YOUR OBJECTIVE: Line by line, please look for the word "tinsel" in the following records, then copy each line you find it in.

BEGIN DATASET ENTRIES

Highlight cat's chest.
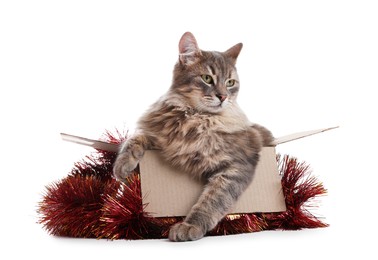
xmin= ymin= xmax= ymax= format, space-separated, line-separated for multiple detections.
xmin=180 ymin=114 xmax=233 ymax=136
xmin=180 ymin=109 xmax=249 ymax=135
xmin=158 ymin=112 xmax=251 ymax=174
xmin=141 ymin=104 xmax=251 ymax=151
xmin=163 ymin=112 xmax=249 ymax=150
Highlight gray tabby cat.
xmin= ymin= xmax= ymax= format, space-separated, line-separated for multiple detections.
xmin=113 ymin=32 xmax=273 ymax=241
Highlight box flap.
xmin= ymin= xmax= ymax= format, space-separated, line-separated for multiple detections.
xmin=60 ymin=133 xmax=120 ymax=152
xmin=61 ymin=126 xmax=338 ymax=152
xmin=271 ymin=126 xmax=339 ymax=146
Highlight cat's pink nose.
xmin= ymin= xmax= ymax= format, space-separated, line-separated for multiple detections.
xmin=216 ymin=94 xmax=227 ymax=102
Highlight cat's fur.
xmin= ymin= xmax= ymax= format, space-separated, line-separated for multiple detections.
xmin=113 ymin=32 xmax=273 ymax=241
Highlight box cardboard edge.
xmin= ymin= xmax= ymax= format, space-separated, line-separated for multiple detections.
xmin=61 ymin=126 xmax=339 ymax=152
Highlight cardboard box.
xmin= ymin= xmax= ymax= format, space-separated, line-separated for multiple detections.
xmin=61 ymin=126 xmax=337 ymax=217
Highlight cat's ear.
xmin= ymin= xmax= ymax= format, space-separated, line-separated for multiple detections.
xmin=224 ymin=43 xmax=243 ymax=63
xmin=178 ymin=32 xmax=201 ymax=65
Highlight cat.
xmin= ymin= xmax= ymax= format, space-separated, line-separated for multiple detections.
xmin=113 ymin=32 xmax=273 ymax=241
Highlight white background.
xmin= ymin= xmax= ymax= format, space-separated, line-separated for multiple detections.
xmin=1 ymin=0 xmax=377 ymax=259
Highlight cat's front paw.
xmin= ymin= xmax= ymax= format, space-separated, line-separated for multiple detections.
xmin=168 ymin=222 xmax=205 ymax=242
xmin=113 ymin=151 xmax=139 ymax=182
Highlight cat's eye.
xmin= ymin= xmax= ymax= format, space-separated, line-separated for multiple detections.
xmin=226 ymin=79 xmax=235 ymax=88
xmin=201 ymin=74 xmax=214 ymax=85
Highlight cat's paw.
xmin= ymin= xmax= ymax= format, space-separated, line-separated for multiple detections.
xmin=168 ymin=222 xmax=205 ymax=242
xmin=113 ymin=151 xmax=139 ymax=182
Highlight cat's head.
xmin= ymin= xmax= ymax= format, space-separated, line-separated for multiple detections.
xmin=171 ymin=32 xmax=243 ymax=114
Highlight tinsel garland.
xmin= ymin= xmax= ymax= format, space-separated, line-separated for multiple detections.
xmin=38 ymin=131 xmax=328 ymax=239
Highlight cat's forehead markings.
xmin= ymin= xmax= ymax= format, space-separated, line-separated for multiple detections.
xmin=207 ymin=65 xmax=216 ymax=76
xmin=206 ymin=65 xmax=218 ymax=84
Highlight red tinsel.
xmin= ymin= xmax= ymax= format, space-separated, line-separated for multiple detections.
xmin=38 ymin=131 xmax=328 ymax=239
xmin=39 ymin=175 xmax=119 ymax=238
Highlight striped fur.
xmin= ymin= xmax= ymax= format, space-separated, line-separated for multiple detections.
xmin=113 ymin=32 xmax=273 ymax=241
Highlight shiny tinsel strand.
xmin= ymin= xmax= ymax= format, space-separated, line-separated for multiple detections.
xmin=209 ymin=214 xmax=268 ymax=236
xmin=97 ymin=174 xmax=182 ymax=239
xmin=270 ymin=155 xmax=328 ymax=230
xmin=38 ymin=175 xmax=119 ymax=237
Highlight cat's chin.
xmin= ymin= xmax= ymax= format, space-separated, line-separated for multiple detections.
xmin=201 ymin=104 xmax=228 ymax=114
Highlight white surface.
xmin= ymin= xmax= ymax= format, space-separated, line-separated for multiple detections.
xmin=1 ymin=0 xmax=377 ymax=259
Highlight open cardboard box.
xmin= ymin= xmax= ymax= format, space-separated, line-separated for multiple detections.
xmin=61 ymin=126 xmax=337 ymax=217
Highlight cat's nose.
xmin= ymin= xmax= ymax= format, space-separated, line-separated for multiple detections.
xmin=216 ymin=94 xmax=227 ymax=102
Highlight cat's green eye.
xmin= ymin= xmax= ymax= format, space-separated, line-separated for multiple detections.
xmin=201 ymin=74 xmax=214 ymax=85
xmin=226 ymin=79 xmax=235 ymax=87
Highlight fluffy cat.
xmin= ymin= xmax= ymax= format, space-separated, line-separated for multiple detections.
xmin=113 ymin=32 xmax=273 ymax=241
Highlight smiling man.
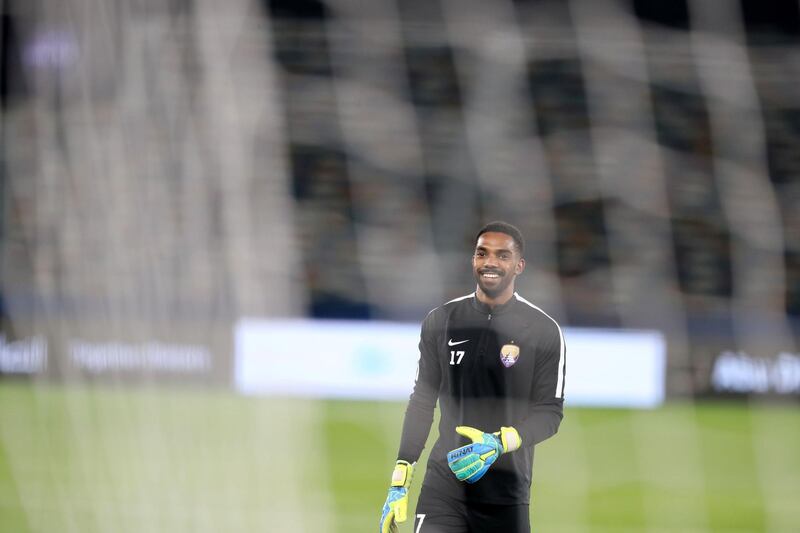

END DATASET ENTRIES

TASK RESULT:
Highlight tinsel garland.
Highlight red tinsel.
Highlight shiny tinsel strand.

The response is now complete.